▶ DATA SUPPLIED:

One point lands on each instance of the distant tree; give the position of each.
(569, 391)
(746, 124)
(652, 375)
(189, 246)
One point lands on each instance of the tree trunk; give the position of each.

▶ ASSIGNMENT: Write out the data again in full. Match it exactly.

▶ FINISHED TASK:
One point lands on each instance of the distant tree; give the position of each.
(569, 391)
(746, 124)
(652, 375)
(189, 246)
One point lands on each instance of the tree trunk; give the position of each.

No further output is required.